- [Work order] Rewrite the paragraph of the serology text that begins "This test was performed" as a short list, keeping its main facts.

- [Reading text]
-=-=-=-=-

Data obtained from the serological test and questionnaires were stored in a spreadsheet programme (Excel 2007; Microsoft Corp., Redmond, WA, U.S.A.).
The RBPT (VLA, Weybridge, UK) was done on all samples in accordance with the manufacturer’s instructions. All samples testing positive or which were inconclusive using the RBPT were further subjected to c-ELISA.
This test was performed using a competitive ELISA (c-ELISA) kit (COMPELISA, VLA, Weybridge, UK) according to the manufacturer’s instructions, in order to confirm the RBPT positive and inconclusive samples. The optical density (OD) was measured at 450 nm using a microplate ELISA reader (SIGMA DIAGNOSTICS EIA Multi-well Reader II). A positive/negative cut-off was calculated as 60% of the mean OD of the four conjugate control wells. Any test sample giving an OD equal to or below this value was regarded as positive.

-=-=-=-=-

- [Source material]
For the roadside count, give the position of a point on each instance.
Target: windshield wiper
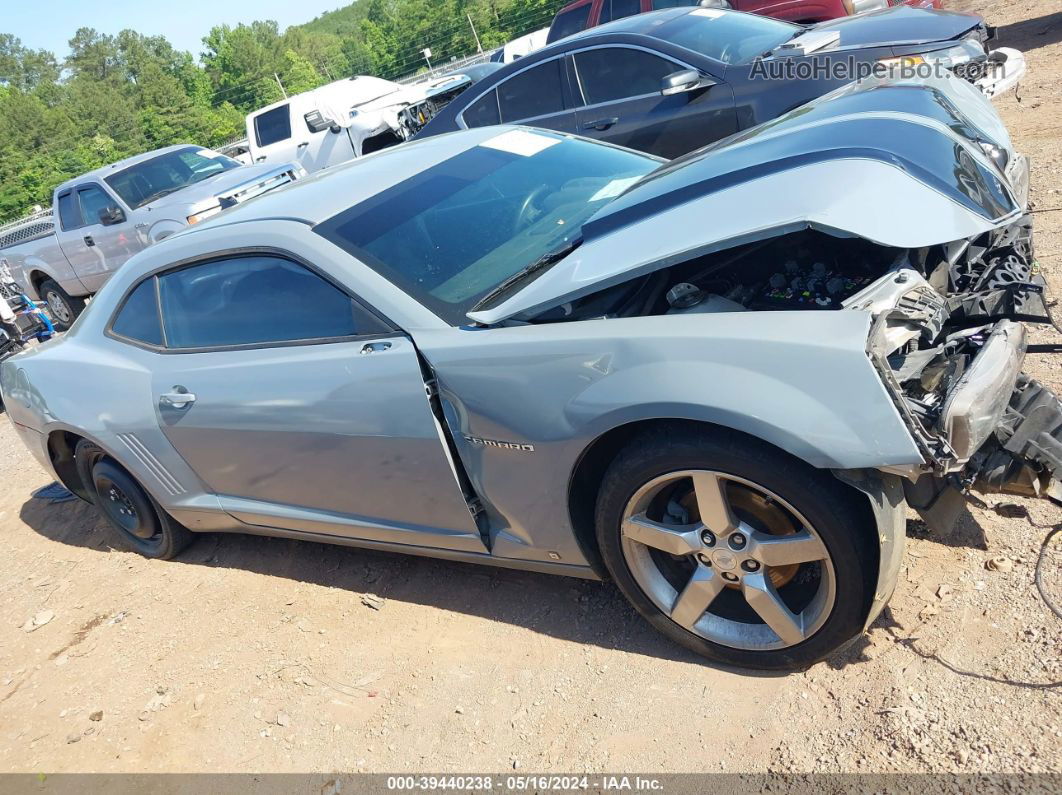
(540, 264)
(159, 194)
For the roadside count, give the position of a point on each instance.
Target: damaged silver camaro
(718, 381)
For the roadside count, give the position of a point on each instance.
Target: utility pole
(479, 47)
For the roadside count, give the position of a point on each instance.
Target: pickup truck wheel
(62, 307)
(136, 519)
(735, 550)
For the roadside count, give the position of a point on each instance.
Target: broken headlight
(977, 402)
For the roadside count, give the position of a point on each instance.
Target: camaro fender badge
(502, 445)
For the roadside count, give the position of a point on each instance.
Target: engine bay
(946, 323)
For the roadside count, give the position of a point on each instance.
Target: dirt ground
(253, 654)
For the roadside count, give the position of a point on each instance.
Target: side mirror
(317, 122)
(687, 80)
(112, 215)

-=-=-=-=-

- [Problem solution]
- Test: competitive ELISA (c-ELISA) kit (COMPELISA, VLA, Weybridge, UK), run according to the manufacturer's instructions
- Purpose: to confirm RBPT positive and inconclusive samples
- Reading: optical density (OD) at 450 nm on a microplate ELISA reader (SIGMA DIAGNOSTICS EIA Multi-well Reader II)
- Cut-off: 60% of the mean OD of the four conjugate control wells
- Result: a sample with an OD equal to or below the cut-off is positive